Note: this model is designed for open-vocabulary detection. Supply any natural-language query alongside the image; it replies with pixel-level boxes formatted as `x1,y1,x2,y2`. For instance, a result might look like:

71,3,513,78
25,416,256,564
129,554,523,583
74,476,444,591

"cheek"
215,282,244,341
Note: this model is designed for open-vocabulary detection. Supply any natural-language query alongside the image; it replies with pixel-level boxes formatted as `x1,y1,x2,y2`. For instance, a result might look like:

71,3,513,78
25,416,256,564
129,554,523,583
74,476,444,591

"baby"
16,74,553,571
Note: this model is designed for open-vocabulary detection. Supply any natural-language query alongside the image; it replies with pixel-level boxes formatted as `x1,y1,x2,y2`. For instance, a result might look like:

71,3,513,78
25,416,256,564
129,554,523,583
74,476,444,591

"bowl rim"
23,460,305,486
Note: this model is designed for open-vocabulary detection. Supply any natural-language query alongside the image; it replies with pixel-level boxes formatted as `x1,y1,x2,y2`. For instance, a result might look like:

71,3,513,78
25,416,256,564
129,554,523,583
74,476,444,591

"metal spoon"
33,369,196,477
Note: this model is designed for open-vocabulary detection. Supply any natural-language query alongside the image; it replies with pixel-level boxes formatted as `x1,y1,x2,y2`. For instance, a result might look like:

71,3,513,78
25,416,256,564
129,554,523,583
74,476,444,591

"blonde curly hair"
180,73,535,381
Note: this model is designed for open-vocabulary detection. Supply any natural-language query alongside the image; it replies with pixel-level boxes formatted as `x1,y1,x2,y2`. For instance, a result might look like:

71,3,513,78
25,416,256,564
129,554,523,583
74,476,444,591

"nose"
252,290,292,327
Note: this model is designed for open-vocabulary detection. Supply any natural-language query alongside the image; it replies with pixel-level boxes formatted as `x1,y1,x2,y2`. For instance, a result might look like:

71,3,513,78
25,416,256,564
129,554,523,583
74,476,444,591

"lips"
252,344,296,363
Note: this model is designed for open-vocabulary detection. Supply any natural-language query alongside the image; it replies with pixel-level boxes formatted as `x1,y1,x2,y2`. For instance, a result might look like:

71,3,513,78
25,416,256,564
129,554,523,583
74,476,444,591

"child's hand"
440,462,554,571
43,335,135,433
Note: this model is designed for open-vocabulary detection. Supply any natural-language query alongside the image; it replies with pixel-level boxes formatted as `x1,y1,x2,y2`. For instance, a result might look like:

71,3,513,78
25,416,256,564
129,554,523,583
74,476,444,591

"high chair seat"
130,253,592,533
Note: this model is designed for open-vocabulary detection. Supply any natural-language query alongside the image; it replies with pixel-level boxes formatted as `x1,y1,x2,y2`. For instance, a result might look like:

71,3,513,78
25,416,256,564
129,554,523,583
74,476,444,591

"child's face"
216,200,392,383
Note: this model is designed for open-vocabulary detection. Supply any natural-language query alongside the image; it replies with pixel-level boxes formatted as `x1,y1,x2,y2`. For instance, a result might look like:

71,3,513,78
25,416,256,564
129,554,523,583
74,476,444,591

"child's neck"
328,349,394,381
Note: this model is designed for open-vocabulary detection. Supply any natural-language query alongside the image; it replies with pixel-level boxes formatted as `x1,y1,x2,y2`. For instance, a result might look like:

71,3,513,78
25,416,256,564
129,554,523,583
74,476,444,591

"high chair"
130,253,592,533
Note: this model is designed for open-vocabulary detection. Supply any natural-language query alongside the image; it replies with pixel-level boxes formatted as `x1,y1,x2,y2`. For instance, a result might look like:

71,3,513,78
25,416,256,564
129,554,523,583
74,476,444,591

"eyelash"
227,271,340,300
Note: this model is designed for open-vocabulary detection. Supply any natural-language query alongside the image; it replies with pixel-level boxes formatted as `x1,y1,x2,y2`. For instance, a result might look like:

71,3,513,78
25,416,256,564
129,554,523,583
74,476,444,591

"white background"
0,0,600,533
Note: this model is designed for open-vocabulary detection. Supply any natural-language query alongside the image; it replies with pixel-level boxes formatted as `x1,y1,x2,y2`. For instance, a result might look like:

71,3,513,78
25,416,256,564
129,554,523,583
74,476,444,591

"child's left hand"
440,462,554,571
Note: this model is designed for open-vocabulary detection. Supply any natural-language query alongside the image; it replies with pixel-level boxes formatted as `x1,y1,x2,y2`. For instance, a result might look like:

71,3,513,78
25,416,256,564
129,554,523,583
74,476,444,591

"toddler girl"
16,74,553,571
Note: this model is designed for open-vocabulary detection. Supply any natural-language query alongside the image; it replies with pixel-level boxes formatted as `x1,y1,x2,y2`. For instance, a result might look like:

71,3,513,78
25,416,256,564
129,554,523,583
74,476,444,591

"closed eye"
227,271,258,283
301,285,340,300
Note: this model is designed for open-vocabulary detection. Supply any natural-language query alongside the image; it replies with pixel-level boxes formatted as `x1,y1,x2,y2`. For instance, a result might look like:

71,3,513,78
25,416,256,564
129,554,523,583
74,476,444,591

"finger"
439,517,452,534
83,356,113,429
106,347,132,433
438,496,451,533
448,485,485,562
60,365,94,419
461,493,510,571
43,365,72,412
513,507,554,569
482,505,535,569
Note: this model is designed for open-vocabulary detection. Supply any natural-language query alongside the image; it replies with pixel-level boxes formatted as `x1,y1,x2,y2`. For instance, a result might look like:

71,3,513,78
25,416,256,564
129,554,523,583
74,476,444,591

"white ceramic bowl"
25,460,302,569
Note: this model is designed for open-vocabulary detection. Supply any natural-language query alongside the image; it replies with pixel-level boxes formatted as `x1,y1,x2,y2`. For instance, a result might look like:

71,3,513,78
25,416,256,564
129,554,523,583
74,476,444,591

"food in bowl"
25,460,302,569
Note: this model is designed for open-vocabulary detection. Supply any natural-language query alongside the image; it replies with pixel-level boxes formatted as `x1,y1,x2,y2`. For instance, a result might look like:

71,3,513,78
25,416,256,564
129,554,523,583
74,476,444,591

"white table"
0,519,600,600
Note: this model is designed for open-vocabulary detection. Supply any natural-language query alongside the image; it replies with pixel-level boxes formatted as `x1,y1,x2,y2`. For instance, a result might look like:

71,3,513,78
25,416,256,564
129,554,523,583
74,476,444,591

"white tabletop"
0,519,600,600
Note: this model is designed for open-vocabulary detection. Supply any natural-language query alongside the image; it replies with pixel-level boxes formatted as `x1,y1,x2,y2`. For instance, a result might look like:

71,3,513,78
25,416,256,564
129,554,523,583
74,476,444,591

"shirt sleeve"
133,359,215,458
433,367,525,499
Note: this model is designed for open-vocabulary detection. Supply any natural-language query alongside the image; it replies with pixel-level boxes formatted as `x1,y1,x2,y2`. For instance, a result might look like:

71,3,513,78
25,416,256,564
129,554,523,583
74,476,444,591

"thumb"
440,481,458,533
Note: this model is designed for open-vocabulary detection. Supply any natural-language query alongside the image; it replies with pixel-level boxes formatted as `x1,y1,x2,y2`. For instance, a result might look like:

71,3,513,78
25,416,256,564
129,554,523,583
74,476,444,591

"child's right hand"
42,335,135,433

• **Work to do**: Scale everything from the start of the material down to the line containing "215,282,244,341", inclusive, and give it again, requests included. Multiply each box coordinate in the answers by 0.85 and round to whole numbers, halves up, leaving the requests and their sample numbers unchanged.

• **Task output**:
Note: this model is designed for open-vocabulary detection. Supply any natural-language query alongside the image; it replies with pixel-level boxes formatted as `x1,y1,x2,y2`. For instance, a result might look like:

71,3,513,78
25,416,256,564
129,554,523,583
74,476,444,591

"cheek"
183,240,207,290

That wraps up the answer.